--- Start Document segment ---

Plan

There is a multi-step workflow to implement Data Lakes in OCI using Big Data Service.

  1. Requirements: List the requirements for new environments in OCI

  2. Assessment: Assess the required OCI services and tools

  3. Design: Design your solution architecture and sizing for OCI

  4. Plan: Create a detailed plan mapping your time and resources

  5. Provision: Provision and configure the required resources in OCI

  6. Implement: Implement your data and application workloads

  7. Automate Pipeline: Orchestrate and schedule workflow pipelines for automation

  8. Test and Validate: Conduct end-to-end validation, functional, and performance testing for the solution.

Determine Requirements

The first thing you should do is make a catalog of the system and application requirements.

The following table provides an example template and can act as the starting point to adapt to your use case.

Discovery topic Current setup OCI requirements Notes and comments
Data size - - -
Growth rate - - -
File formats - - -
Data compression formats - - -
Datacenter details (for hybrid architectures) - - -
Network connectivity details for VPN/FastConnect setup - - -
DR (RTO, RPO) - - -
HA SLA - - -
Backup strategy - - -
Infrastructure management and monitoring - - -
Notifications and alerting - - -
Maintenance and upgrade processes - - -
Service Desk/incident management - - -
Authentication methods - - -
Authorization methods - - -
Encryption details (at rest and in motion) - - -
Keys and certificates processes - - -
Kerberos details - - -
Compliance requirements - - -
Data sources and ingestion techniques for each source - - -
ETL requirements - - -
Analytics requirements - - -
Data querying requirements - - -
BI/visualization, reporting requirements - - -
Integrations with other solutions - - -
Notebook and data science workload details - - -
Workflow, orchestration and scheduling requirements - - -
Batch workloads – details of each job and application - - -
Interactive workloads – number of users, details of each job and application - - -
Streaming workloads – details of each job and application - - -
Details of each application integrated with the data lake - - -
Team details (sys admins, developers, application owners, end users) - - -

Assessment

In this phase, analyze all the data and information that you gathered during the requirements phase.

You then use that information to determine which services and tools that you need in OCI. At the end of the assessment, you should have a high-level architecture that shows each OCI data service to be used and what functionality will be implemented on it.

The following diagram is an example of the type of architecture that you create in this phase.

Description of architecture-hadoop-datalake.png follows
Description of the illustration architecture-hadoop-datalake.png

Design

In this phase, determine the solution architecture and initial sizing for Oracle Cloud Infrastructure (OCI).

Use the reference architecture that you created in the assessment phase as the starting point.

A good understanding of the OCI platform and how to build applications in OCI is required. You will also need to set up networking and IAM policies in OCI.

Plan

In this phase, create a detailed project plan with time and resource mapping.

For each of the activities, details on tasks, stakeholder RACI and timeline should be determined.

Project Plan

Create a project plan with all the activities, their time lines, and their dependencies.

The following picture shows an example of a high level project plan.

--- End Document segment ---

_What is asked_
- 1) Copy the data lake planning page from "In this phase, determine" to "the starting point.", and swap "reference architecture" for "baseline architecture".
- 2) According to the data lake planning page, what serves as the starting point in the Design phase?
None of the records are needed for this work.

--- Start Record excerpts ---

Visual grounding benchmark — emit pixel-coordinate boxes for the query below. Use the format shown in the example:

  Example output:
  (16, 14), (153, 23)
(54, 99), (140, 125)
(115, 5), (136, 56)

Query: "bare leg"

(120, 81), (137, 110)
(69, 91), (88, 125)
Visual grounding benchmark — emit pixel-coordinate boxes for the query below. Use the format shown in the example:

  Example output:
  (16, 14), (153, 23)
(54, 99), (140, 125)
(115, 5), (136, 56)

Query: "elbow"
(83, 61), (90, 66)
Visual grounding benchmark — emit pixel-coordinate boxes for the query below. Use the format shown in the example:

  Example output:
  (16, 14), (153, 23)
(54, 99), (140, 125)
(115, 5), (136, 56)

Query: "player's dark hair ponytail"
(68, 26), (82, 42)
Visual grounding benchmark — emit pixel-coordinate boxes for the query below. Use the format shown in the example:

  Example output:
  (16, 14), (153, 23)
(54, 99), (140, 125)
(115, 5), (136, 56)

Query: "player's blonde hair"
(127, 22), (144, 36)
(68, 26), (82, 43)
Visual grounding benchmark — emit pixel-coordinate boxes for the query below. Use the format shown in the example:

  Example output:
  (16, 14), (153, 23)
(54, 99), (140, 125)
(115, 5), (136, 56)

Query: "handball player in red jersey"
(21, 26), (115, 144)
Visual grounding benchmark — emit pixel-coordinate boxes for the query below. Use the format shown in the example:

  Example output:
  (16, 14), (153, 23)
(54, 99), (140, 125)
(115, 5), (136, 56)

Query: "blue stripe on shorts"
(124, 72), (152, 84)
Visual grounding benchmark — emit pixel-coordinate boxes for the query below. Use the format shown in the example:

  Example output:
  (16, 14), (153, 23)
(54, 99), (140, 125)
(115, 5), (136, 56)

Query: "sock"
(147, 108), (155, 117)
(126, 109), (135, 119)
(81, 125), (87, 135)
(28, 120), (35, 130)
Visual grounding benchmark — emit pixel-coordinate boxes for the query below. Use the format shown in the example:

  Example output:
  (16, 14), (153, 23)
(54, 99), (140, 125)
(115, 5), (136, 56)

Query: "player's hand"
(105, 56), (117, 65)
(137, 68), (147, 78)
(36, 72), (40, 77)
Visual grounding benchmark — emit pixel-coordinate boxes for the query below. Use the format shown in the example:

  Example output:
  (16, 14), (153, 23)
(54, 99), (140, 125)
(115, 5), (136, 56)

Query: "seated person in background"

--- End Record excerpts ---

_Expected answers_
- 1)
In this phase, determine the solution architecture and initial sizing for Oracle Cloud Infrastructure (OCI).

Use the baseline architecture that you created in the assessment phase as the starting point.

- 2) The reference architecture created in the assessment phase.